___ Listed entries ___

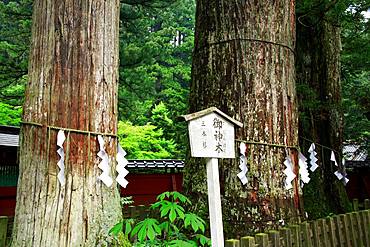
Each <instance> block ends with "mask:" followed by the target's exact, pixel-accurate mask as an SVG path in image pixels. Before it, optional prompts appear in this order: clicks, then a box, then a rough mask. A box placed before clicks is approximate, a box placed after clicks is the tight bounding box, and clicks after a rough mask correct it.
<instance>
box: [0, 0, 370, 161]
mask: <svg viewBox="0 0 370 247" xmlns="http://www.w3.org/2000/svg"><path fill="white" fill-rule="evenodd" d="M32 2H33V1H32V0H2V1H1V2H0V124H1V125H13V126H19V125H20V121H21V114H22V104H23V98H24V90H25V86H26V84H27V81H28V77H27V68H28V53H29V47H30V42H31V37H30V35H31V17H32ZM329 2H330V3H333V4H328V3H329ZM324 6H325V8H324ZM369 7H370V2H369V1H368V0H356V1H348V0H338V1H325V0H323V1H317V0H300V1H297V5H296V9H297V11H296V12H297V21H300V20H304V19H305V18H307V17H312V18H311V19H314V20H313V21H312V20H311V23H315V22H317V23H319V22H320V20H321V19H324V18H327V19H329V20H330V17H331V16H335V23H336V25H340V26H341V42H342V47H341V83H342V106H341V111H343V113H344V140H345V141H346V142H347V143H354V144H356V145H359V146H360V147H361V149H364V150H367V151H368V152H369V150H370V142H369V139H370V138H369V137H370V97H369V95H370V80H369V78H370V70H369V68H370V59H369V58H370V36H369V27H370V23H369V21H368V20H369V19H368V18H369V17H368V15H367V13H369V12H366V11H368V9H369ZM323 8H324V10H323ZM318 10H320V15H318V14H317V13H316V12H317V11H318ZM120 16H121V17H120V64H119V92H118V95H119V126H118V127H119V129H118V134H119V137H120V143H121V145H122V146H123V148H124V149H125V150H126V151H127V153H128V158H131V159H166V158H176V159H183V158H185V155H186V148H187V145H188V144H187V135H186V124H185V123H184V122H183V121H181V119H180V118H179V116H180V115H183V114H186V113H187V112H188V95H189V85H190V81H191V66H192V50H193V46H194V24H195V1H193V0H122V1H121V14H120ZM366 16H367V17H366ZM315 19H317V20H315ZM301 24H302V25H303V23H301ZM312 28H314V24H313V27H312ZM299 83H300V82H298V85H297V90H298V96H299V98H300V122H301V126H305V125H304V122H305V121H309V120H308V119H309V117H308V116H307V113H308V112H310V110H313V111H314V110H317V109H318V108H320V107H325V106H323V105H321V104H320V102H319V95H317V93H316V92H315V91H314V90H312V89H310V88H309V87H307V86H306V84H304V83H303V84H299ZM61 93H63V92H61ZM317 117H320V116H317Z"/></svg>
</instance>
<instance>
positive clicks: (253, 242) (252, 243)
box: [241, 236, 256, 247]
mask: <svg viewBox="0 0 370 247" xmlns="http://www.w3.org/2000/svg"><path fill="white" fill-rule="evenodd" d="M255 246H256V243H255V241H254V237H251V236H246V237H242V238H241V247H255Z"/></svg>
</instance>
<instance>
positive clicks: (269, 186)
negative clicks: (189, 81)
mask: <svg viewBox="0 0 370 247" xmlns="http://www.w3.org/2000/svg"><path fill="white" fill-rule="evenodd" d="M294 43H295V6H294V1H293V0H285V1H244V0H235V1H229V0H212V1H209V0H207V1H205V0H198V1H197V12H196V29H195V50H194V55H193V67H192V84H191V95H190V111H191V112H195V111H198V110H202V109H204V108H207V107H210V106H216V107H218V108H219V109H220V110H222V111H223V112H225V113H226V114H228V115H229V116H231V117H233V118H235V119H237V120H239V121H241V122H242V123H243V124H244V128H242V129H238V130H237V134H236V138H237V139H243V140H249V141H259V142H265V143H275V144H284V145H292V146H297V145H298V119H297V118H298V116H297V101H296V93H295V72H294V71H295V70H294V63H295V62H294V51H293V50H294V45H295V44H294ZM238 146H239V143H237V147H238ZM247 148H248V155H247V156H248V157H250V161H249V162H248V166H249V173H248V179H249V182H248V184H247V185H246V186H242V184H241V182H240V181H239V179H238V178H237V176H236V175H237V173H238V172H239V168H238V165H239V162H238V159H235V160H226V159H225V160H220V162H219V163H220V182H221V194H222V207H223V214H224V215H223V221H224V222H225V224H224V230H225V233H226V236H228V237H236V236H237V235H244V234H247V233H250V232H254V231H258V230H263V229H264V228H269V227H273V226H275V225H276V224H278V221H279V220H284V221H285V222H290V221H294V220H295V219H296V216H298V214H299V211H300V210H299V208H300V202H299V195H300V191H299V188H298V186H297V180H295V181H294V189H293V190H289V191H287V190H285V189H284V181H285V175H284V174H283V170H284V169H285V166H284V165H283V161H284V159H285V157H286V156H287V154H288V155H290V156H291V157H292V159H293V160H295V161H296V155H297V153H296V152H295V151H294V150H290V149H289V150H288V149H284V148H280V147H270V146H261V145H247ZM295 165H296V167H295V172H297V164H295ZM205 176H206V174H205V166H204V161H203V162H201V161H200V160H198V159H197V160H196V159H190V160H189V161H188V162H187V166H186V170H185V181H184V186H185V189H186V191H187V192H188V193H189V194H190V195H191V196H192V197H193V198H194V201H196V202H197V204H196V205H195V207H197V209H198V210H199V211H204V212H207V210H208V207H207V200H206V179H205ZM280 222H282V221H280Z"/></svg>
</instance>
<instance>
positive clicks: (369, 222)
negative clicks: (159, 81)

___
___ Listed entries ___

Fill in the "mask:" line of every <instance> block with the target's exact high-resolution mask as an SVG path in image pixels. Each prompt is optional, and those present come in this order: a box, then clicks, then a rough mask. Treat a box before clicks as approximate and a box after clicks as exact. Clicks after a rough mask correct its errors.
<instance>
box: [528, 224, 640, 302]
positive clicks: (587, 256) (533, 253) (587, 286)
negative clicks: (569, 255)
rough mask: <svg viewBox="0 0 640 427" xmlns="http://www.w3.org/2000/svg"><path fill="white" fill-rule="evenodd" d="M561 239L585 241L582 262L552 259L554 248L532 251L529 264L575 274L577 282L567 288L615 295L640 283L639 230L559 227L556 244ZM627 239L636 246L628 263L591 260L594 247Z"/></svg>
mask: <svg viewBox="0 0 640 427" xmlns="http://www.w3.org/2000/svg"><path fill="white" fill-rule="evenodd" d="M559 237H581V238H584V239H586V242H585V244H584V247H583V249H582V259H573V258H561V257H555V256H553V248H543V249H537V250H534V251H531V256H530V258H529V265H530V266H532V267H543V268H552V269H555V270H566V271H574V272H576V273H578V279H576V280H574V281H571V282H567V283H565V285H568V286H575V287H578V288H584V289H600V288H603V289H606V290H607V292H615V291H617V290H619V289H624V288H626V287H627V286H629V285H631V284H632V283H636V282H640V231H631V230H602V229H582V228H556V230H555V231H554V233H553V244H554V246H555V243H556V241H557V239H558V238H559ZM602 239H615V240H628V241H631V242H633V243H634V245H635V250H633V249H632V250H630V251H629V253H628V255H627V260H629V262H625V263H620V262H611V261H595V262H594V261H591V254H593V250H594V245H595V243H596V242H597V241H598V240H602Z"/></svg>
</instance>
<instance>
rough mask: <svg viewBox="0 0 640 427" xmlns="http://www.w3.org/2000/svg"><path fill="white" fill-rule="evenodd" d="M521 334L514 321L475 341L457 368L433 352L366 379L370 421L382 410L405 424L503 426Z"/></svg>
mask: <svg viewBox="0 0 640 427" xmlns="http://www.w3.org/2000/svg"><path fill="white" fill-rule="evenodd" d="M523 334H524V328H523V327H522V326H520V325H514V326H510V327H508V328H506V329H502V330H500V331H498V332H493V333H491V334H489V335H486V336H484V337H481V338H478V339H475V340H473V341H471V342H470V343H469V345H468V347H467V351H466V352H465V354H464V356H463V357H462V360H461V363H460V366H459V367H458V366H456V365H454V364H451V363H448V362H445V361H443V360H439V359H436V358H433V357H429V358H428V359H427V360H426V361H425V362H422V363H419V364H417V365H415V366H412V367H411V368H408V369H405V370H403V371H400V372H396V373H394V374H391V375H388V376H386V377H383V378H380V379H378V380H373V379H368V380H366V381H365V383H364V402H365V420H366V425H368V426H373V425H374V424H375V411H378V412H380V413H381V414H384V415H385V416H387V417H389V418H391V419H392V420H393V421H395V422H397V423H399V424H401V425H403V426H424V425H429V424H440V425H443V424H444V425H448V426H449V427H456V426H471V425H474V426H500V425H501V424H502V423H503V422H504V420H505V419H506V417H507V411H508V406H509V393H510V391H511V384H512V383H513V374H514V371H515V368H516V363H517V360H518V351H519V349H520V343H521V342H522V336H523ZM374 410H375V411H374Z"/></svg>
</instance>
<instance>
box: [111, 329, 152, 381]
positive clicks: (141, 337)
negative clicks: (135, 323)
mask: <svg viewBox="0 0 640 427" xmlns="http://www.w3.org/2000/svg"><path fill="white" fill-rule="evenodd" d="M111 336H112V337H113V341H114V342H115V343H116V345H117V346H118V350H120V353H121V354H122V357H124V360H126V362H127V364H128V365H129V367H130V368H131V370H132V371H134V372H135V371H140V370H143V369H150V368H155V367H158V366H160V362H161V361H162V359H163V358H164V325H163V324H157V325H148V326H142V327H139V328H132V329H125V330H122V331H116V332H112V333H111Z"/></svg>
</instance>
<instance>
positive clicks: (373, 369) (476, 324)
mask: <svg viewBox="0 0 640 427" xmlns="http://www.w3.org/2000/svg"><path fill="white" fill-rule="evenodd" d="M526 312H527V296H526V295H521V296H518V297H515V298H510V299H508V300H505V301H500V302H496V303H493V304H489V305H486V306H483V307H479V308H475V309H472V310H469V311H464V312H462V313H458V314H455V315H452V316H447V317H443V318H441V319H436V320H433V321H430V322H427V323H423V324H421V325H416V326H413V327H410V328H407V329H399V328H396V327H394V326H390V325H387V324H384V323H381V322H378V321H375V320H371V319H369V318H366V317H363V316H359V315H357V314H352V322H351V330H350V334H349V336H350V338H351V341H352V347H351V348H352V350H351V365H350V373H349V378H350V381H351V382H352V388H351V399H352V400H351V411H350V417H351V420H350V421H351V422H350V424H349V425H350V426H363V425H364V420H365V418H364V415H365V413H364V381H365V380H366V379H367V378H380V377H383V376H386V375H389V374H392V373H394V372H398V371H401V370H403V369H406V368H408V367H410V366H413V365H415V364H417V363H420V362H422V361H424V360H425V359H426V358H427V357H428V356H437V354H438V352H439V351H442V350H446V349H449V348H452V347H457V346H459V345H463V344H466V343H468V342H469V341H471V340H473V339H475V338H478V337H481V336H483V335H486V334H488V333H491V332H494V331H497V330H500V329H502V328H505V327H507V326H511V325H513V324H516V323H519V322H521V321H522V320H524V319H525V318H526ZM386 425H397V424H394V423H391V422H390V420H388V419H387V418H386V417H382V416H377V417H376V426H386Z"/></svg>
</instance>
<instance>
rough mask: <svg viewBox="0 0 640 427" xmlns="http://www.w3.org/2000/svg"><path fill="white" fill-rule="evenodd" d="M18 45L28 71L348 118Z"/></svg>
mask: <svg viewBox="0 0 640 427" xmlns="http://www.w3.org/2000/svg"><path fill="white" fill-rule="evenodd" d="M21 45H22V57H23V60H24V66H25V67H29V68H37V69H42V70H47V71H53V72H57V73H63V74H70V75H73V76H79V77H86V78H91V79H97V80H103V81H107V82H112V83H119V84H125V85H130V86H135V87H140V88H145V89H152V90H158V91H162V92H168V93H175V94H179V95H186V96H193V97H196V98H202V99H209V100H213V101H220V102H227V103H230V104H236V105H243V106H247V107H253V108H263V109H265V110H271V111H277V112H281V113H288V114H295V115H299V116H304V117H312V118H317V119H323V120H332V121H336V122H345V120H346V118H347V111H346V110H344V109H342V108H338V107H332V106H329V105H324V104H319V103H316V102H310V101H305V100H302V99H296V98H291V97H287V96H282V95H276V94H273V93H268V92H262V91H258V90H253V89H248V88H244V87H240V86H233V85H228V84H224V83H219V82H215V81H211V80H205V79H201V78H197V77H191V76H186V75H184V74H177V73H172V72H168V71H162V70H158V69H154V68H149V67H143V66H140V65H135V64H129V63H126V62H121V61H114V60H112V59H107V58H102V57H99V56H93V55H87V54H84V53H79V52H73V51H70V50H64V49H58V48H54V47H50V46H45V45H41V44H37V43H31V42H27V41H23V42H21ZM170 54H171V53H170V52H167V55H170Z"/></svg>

___
___ Listed entries ___

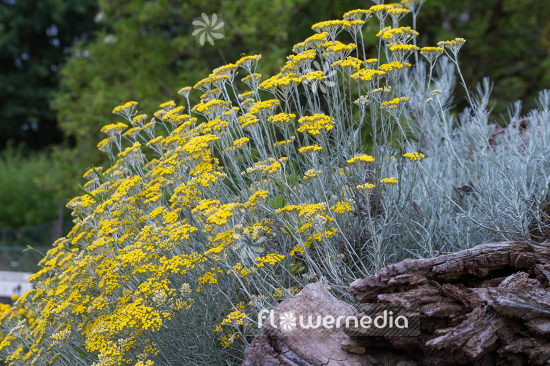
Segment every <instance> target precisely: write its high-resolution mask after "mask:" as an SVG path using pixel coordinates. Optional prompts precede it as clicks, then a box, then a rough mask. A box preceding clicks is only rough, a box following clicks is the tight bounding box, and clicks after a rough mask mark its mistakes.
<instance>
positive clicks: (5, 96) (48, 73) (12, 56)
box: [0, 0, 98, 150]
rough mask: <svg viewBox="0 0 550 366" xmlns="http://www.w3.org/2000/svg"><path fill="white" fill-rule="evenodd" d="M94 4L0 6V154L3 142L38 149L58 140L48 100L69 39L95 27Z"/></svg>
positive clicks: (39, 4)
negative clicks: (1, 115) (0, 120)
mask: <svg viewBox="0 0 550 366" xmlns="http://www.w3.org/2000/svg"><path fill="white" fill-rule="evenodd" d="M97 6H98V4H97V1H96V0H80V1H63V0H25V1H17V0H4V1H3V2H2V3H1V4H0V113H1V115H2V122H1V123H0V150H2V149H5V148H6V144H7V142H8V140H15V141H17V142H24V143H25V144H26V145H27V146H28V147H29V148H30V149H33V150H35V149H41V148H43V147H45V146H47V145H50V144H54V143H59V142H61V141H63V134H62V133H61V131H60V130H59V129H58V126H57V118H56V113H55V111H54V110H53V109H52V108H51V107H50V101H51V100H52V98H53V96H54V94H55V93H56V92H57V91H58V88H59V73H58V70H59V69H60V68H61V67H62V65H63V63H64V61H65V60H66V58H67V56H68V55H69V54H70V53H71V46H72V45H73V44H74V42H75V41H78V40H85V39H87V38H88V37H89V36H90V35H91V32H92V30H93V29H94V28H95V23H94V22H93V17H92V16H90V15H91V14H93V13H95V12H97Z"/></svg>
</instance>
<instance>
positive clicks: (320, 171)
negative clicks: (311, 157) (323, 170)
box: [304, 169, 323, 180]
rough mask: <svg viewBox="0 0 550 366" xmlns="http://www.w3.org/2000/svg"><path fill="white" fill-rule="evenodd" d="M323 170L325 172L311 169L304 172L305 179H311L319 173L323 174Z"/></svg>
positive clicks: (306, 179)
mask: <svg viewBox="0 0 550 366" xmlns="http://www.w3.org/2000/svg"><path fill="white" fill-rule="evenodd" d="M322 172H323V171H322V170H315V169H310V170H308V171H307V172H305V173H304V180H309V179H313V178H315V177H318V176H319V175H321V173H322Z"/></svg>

___

Across the entries above, find the lines with the string "Each" and copy them.

Each <instance> block ends with "mask:" followed by the target's exact, pixel-accurate mask as an SVG path in image pixels. Before it, optional prompts appear in this order: clicks, then a box, then a rough mask. A box placed before clicks is approximate, a box placed after clicks is the tight bounding box, and clicks after a rough mask correct it.
Fill in the "mask:" line of every <instance> block with the target's exact high-resolution mask as an SVG path in image pixels. Each prompt is optional, and those present come in this order: a box, then clicks, then a rough mask. Treat a box before clicks as approximate and a box after clicks as exact. Clicks after a rough mask correct its errors.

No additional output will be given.